Parties, priorities, politics, and the mess that is our Congress

Mar 22, 2010 08:46

holzman has a post about what I shall henceforth term "The change in tide that saved Hyde."

He says, "There are no acceptable excuses" to not tackling the Hyde amendment in this Congress, with its Democratic majority and a pro-choice President.

The big excuse given is of course that the President and Congress are "saving political capital" for the bigger thing of healthcare. And whatever else comes along next week. You have to question their priorities if they really are believers in abortion choice (or medical/personal privacy) as a right. Once you premise a right -- what's a bigger core issue than basic rights? Seems kind of ... expeditious. Mercenary. False?

And what about DADT, which was supposedly a major item in the President's sights, and which requires only an executive branch process to repeal?

Saving political capital at the expense of what they claim are the rights of constituents? How would that have played in the Civil Rights era if LBJ had explicitly held off on the Civil Rights Act to instead pass Medicare with his social capital intact?

Even if one isn't a believer in such things as-matters-of-right or as-rooted-in-rights, then there is still a good chance the government's current play in them may strike you as very peculiar - perhaps even unconstitutional. Whether as a matter of privileges and immunities, or the government's longstanding overstep into the realm of religious establishment or into the states' police powers, or whatnot, they may seem rather expeditious runarounds of the basic structure of government as set forth in that old thing, that piece of paper, that Constitution. That is, these things raise questions about the legality of government action and its role entirely. Then I am sure some of you see these as government intervention to fix government intervention, bringing to mind the sadly-funny comedy routine of the klutz fixing what he broke, and thereby breaking more.

* **PROVIDED MATERIAL**:

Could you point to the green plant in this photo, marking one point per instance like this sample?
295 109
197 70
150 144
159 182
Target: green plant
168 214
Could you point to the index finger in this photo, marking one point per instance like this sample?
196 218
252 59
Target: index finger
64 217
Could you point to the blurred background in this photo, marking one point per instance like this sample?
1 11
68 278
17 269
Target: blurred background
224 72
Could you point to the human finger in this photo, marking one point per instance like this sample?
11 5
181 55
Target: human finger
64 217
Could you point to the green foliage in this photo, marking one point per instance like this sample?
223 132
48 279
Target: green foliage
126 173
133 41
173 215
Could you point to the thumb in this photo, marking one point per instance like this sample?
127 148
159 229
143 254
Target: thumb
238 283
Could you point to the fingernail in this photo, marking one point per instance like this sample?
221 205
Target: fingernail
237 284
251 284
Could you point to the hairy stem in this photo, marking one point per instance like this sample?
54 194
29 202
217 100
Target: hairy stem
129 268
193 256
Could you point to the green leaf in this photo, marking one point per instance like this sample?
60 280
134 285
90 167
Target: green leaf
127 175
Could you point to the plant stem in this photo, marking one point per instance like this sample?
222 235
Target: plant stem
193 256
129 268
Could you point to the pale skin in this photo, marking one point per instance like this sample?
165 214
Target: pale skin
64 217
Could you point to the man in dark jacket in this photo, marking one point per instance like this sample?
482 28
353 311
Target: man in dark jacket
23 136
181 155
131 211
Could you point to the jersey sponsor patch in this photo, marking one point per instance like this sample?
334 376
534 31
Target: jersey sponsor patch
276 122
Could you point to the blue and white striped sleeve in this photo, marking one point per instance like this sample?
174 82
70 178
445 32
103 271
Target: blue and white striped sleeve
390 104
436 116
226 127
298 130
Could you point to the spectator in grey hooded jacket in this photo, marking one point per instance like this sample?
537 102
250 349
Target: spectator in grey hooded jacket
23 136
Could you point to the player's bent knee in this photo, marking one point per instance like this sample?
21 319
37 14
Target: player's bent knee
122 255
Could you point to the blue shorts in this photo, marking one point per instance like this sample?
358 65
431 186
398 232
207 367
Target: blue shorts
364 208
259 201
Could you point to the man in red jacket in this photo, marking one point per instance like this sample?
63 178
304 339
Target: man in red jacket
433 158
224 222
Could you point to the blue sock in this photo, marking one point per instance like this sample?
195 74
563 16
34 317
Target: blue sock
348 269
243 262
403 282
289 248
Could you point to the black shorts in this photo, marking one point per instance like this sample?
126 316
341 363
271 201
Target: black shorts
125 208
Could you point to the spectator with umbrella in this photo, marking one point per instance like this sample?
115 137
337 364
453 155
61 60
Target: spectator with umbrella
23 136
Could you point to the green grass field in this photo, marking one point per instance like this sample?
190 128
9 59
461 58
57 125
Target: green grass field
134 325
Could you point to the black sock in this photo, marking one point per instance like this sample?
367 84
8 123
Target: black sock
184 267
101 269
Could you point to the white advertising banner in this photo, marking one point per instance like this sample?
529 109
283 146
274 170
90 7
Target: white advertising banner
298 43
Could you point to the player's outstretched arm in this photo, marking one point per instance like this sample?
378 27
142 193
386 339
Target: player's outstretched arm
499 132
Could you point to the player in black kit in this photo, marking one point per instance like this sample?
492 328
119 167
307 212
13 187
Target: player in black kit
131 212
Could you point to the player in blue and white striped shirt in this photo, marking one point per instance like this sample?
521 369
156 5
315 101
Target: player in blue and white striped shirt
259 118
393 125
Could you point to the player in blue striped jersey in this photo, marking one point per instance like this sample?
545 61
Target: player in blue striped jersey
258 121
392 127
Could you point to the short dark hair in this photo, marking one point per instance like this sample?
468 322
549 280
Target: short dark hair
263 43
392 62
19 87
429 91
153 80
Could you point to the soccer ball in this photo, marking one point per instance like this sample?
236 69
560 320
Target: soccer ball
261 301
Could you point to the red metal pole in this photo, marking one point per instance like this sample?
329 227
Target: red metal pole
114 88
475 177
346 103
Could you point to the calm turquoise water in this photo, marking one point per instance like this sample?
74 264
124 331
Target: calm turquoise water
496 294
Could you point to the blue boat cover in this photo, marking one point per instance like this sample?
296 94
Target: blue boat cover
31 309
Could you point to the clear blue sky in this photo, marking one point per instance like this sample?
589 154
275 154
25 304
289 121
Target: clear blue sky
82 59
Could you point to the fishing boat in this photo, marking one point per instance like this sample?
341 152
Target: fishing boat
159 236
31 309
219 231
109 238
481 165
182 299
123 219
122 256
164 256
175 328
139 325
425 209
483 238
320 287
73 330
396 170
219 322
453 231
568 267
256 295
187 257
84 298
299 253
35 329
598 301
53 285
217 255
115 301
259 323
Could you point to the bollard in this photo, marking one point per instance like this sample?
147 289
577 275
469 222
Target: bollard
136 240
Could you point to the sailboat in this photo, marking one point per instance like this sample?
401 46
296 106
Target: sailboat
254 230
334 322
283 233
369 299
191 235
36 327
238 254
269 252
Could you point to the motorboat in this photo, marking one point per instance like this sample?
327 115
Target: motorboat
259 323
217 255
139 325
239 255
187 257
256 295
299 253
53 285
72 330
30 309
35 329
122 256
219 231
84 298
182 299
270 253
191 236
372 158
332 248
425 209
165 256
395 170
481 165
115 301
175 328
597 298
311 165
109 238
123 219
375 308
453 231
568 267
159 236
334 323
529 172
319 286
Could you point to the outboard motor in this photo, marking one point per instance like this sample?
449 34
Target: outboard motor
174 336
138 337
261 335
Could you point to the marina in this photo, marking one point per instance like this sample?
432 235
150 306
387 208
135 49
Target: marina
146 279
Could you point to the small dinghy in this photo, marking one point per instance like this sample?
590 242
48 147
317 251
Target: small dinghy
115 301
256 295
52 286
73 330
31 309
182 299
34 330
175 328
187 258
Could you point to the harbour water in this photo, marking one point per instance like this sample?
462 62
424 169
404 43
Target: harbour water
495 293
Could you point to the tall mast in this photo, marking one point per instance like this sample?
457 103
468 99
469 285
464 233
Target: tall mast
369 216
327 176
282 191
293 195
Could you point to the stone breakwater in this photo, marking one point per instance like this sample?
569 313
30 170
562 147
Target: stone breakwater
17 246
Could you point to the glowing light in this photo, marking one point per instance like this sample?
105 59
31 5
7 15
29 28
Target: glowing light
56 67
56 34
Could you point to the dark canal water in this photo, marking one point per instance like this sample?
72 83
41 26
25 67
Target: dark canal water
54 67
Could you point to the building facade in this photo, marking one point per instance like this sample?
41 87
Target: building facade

* **DESCRIPTION OF THE TASK**: Write the next part of the blog post on congressional priorities and the Hyde amendment, beginning after its final sentence.

* **RESPONSE AREA**:
That there are many schismatic issues I have discussed with people over the years where an approach completely off the two-party tug-of-war strikes almost everyone but the party-line extremists as a good way to go. Of most interest to me, almost universally the approaches that are broadly accepted in these discussions stem from core constitutional principles. The extremists are too caught up in the symbols of the fight to realize or accept a solution completely outside the symbolic realm - a realm that empowers and emboldens them (as victims and victors), that gets them party backers, that keeps the rivals-in-two-camps game going.

I was just talking to tezliana about the need for third parties. But not a far left party. Not a far right party. (The "new parties" always seem to come from the fringes dissatisfied they don't get all the symbolic stuff they want.) But also not "in the middle" of the symbolic false dichotomy extremes, each of which have contradictory positions, and the symbolic structures of which are the problem for many to whom I talk. These are the people now relegated to being the oddballs in one or the other polarizing party, or independents, or members of tiny parties with little representation. People relegated to having to pick apart the symbols tossed around each issue to decide where they stand, because the press only talks in the symbols they are fed.

So, one or more third, off-the-linear-map parties. For example, a party backing the core constitutional rights of speech, protest and redress, religious practice and government non-establishment of religion, security against search (including "privacy" and therefore choice, whatever their take on what a fetus is or is not, plus all the rest of the 4th A.), self-defense, due process, fair and speedy trial, etc., etc. A party that understands that rights are what governments cannot do to you, not what other people must do for you. A party looking not to blindly remove federal government with a hatchet but to trim the areas where it's grown into the states' core functions and has been expensively messing up, and to increase the areas where it's abdicated its proper functions and the states are absent or messing up. A party that doesn't cry "commerce" to regulate that which will never move in commerce, and doesn't cry "states' responsibility" to handle goods that always move in commerce. A party that thinks the Constitution isn't some piece of paper it can and should trample or selectively ignore any time it can make the cry of necessity and urgency.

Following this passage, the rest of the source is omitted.